**Metin Parçası**
════════════════════

Ruh Çağırmak

Öldü” dediklerimiz bedenen öldüler,

ruhen ise hayattadırlar.

Ölmüş olan insanların ruhlarıyla temasa geçmek, onlardan bilgi almak, eskiden beri insanlarda var olan bir tutkudur. Eskiden kâhin denilen kişiler bunu gerçekleştirmeye çalışmış, günümüzde de medyumlar aynı şeyi yapmaya çalışmaktadır.

Özellikle sosyetede yaygın bir adet olan ruh çağırmak konusunda, Bediüzzaman’ın şu tesbitlerini nakilde fayda görüyoruz:

Bu mesele felsefeden ve ecnebiden geldiği için, ehl-i imana çok zararları olabilir. Çok yanlış kullanımlara sebep olmakla beraber, içinde bir doğru olsa on yalan karışıyor. Çünkü doğruyu ve yalanı ayırt edecek bir mihenk, bir ölçü olmadığından habis ruhlar ve şeytana yardım eden cinnîlerin, bu vesile ile hem onun ile meşgul olanın kalbine ve hem de İslamiyet’e zarar vermek ihtimali var. Çünkü maneviyat namına, İslâmî hakikatlere ve genel inanca aykırı haber vermeler oluyor. Habis ruhlar iken, kendilerini temiz ruhlar zannettirip, belki kendilerine bazı büyük veliler namını verip İslamiyet’in esaslarına aykırı sözlerle zarar vermeye çalışabilirler. Hakikati değiştirip, saf gönüllüleri aldatabilirler.1 

Üstteki tesbitlerden şu esasları çıkarabiliriz:

1-Ruh çağırma olayı, bize dıştan girmiş bir olaydır. Kaynağı din değil, felsefedir.

════════════════════

**Kayıtlı Veriler**
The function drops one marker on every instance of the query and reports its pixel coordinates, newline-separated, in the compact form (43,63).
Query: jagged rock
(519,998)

════════════════════

**Görevler**
1. Ruh çağırma metninde "Habis ruhlar iken" diye başlayan cümle ile onu izleyen cümlede bu ruhların yapabileceği belirtilen her şeyi sıralayın.
2. Ruh çağırma metninde "ruhen ise hayattadırlar." sözleriyle başlayıp "şeyi yapmaya çalışmaktadır." sözleriyle biten bölümü aynen kopyalayın.

**Beklenen Sonuçlar**
1.
- Kendilerini temiz ruhlar zannettirmek
- Kendilerine bazı büyük veliler namını vermek
- İslamiyet'in esaslarına aykırı sözlerle zarar vermeye çalışmak
- Hakikati değiştirmek
- Saf gönüllüleri aldatmak

2.
ruhen ise hayattadırlar.

Ölmüş olan insanların ruhlarıyla temasa geçmek, onlardan bilgi almak, eskiden beri insanlarda var olan bir tutkudur. Eskiden kâhin denilen kişiler bunu gerçekleştirmeye çalışmış, günümüzde de medyumlar aynı şeyi yapmaya çalışmaktadır.